TASK DESCRIPTION -> Convert the stretch of lines from the first line through the line containing "[[0, 33, 470, 398]]", inclusive, into a JSON list of strings with one string per line, omitting any blank lines.

ROWS ->
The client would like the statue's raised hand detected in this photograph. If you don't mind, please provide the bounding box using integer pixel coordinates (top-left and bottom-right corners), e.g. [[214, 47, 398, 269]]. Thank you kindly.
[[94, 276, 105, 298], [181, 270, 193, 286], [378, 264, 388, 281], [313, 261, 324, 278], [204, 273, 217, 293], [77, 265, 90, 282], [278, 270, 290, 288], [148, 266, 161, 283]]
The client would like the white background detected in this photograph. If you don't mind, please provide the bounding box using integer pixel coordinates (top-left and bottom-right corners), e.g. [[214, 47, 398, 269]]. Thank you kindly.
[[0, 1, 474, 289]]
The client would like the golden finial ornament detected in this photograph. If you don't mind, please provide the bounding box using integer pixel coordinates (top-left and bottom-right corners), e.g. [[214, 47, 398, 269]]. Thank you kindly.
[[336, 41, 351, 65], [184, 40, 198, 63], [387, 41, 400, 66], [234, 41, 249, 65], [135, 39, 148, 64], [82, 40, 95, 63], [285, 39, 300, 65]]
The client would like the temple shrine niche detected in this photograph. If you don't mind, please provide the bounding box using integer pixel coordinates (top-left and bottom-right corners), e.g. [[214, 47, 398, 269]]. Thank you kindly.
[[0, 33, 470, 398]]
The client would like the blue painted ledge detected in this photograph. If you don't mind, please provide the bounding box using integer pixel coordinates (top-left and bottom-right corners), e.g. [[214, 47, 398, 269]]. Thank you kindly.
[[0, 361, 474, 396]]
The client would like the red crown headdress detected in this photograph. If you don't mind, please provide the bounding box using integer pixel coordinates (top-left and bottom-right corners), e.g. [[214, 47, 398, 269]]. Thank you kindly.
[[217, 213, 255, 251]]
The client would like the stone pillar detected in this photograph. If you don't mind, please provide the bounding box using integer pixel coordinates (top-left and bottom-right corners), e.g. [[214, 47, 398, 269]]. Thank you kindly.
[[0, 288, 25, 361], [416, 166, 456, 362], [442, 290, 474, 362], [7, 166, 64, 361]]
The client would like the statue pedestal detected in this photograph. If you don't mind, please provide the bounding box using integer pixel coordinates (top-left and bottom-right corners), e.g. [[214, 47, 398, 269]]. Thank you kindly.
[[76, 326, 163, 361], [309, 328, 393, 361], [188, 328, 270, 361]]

SOLUTION BELOW ->
[
  "The client would like the statue's raised hand detected in this photograph. If you don't mind, please provide the bounding box using integer pixel coordinates (top-left and bottom-right corners), e.g. [[214, 47, 398, 269]]. Thank you kindly.",
  "[[94, 276, 105, 298], [181, 270, 193, 286], [378, 264, 388, 281], [313, 261, 324, 278], [204, 273, 217, 293], [77, 265, 90, 282], [278, 270, 290, 288], [148, 266, 161, 283]]",
  "The client would like the white background detected in this photograph. If you don't mind, please provide the bounding box using integer pixel coordinates (top-left and bottom-right corners), e.g. [[214, 47, 398, 269]]. Thank you kindly.",
  "[[0, 1, 474, 289]]",
  "The client would like the golden finial ornament detected in this photograph. If you don't mind, please provide the bounding box using integer pixel coordinates (top-left and bottom-right corners), e.g. [[214, 47, 398, 269]]. Thank you kindly.",
  "[[336, 41, 351, 65], [184, 40, 198, 63], [387, 41, 400, 66], [234, 41, 249, 65], [135, 39, 148, 64], [82, 40, 95, 63], [285, 39, 300, 65]]",
  "The client would like the temple shrine niche detected in this photograph. If you don't mind, please provide the bounding box using integer pixel coordinates (top-left and bottom-right corners), e.g. [[214, 47, 398, 269]]. Thank you kindly.",
  "[[0, 33, 470, 398]]"
]